INSTRUCTION
Rewrite the entries below, changing "innermost point" to "central point" and leaving everything else the same.

MATERIAL PROVIDED
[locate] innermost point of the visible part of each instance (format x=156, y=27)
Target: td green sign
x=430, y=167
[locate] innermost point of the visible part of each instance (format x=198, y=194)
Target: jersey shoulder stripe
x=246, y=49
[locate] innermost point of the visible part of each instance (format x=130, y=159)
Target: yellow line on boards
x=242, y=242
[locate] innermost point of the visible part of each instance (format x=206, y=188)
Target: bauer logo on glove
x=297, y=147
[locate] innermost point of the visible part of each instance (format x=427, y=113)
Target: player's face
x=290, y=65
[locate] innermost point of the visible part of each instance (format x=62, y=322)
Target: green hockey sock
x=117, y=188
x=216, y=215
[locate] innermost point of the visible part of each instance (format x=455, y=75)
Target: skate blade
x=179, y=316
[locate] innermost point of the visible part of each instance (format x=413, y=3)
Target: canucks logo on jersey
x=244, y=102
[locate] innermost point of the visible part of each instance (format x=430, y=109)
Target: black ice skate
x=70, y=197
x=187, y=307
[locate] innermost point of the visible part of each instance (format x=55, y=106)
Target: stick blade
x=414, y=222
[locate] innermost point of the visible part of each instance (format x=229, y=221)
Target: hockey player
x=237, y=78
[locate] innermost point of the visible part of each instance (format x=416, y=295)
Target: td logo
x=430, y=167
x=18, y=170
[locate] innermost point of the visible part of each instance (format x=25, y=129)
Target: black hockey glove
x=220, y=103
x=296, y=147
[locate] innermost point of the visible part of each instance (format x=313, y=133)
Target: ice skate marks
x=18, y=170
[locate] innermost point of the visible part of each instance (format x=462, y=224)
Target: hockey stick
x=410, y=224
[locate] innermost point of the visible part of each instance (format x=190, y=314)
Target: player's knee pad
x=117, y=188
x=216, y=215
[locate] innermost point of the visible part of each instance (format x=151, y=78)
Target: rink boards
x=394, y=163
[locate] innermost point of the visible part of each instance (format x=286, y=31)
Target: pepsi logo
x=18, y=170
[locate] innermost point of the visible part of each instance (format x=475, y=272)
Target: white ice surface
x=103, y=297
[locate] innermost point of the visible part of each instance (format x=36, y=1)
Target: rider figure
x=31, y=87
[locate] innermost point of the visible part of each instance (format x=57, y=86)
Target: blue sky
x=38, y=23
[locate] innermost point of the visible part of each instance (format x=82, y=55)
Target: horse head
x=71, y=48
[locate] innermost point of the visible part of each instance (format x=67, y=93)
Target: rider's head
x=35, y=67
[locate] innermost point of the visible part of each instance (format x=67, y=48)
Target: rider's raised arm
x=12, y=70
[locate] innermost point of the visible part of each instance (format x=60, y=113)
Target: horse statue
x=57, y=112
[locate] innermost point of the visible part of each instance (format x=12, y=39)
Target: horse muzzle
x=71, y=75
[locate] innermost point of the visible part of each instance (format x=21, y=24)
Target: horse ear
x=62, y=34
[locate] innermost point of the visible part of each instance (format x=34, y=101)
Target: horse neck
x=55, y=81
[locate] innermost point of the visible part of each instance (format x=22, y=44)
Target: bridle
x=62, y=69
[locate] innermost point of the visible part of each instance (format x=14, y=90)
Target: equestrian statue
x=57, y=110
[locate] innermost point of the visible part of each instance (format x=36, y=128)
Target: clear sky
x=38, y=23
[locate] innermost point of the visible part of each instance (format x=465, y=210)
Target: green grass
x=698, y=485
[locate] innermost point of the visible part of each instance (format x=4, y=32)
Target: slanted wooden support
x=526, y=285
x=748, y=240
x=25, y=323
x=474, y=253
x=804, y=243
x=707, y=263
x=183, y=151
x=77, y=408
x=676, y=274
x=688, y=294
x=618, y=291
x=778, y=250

FINAL ANSWER
[locate] central point of the visible part of each instance (format x=156, y=27)
Target: td green sign
x=430, y=167
[locate] central point of the visible part of each instance (format x=198, y=194)
Target: jersey shoulder stripe
x=246, y=49
[locate] central point of the visible part of each instance (format x=130, y=159)
Target: yellow line on boards
x=242, y=242
[locate] central point of the visible part of each instance (format x=206, y=188)
Target: bauer logo on glove
x=297, y=147
[locate] central point of the visible part of each instance (format x=427, y=113)
Target: player's face
x=290, y=65
[locate] central point of the visible part of each instance (format x=62, y=322)
Target: green hockey sock
x=117, y=188
x=216, y=215
[locate] central point of the visible part of each instance (format x=455, y=75)
Target: skate blade
x=179, y=316
[locate] central point of the visible part of each instance (format x=413, y=3)
Target: canucks logo on jersey
x=244, y=102
[locate] central point of the visible part of each instance (format x=430, y=109)
Target: black ice skate
x=70, y=197
x=187, y=307
[locate] central point of the visible part of each instance (format x=55, y=106)
Target: stick blade
x=414, y=222
[locate] central point of the visible part of each instance (format x=229, y=221)
Target: hockey player
x=237, y=78
[locate] central point of the visible part of each instance (format x=416, y=295)
Target: td logo
x=430, y=167
x=18, y=170
[locate] central point of the visible part of each instance (format x=25, y=129)
Target: black hockey glove
x=220, y=103
x=296, y=147
[locate] central point of the visible part of each instance (format x=313, y=133)
Target: ice skate marks
x=18, y=170
[locate] central point of the visible part of each instance (format x=462, y=224)
Target: hockey stick
x=410, y=224
[locate] central point of the visible part of each instance (format x=190, y=314)
Target: player's knee pad
x=117, y=188
x=216, y=215
[locate] central point of the visible part of each instance (format x=151, y=78)
Target: rink boards
x=394, y=163
[locate] central point of the visible part of each instance (format x=286, y=31)
Target: pepsi logo
x=18, y=170
[locate] central point of the visible part of each instance (format x=475, y=272)
Target: white ice surface
x=103, y=297
[locate] central point of the visible part of each instance (format x=36, y=1)
Target: rider figure
x=31, y=87
[locate] central point of the visible part of each instance (format x=57, y=86)
Target: blue sky
x=38, y=23
[locate] central point of the visible part of each instance (format x=82, y=55)
Target: horse head
x=71, y=48
[locate] central point of the visible part of each instance (format x=67, y=93)
Target: rider's head
x=35, y=67
[locate] central point of the visible part of each instance (format x=67, y=48)
Target: rider's raised arm
x=12, y=70
[locate] central point of the visible part of each instance (format x=60, y=113)
Target: horse statue
x=57, y=112
[locate] central point of the visible part of each instance (format x=12, y=39)
Target: horse muzzle
x=71, y=75
[locate] central point of the visible part of each instance (format x=21, y=24)
Target: horse ear
x=62, y=34
[locate] central point of the visible part of each instance (format x=34, y=101)
Target: horse neck
x=55, y=81
[locate] central point of the visible part of each instance (format x=22, y=44)
Target: bridle
x=62, y=69
[locate] central point of the visible part of each instance (format x=14, y=90)
Target: equestrian statue
x=57, y=110
[locate] central point of the visible part of each instance (format x=36, y=128)
Target: clear sky
x=38, y=23
[locate] central point of the visible part of each instance (format x=465, y=210)
Target: green grass
x=698, y=485
[locate] central point of the visible part of each instance (format x=4, y=32)
Target: slanted wooden support
x=526, y=285
x=748, y=240
x=25, y=323
x=474, y=253
x=804, y=243
x=707, y=263
x=183, y=151
x=77, y=408
x=676, y=274
x=688, y=294
x=618, y=291
x=778, y=250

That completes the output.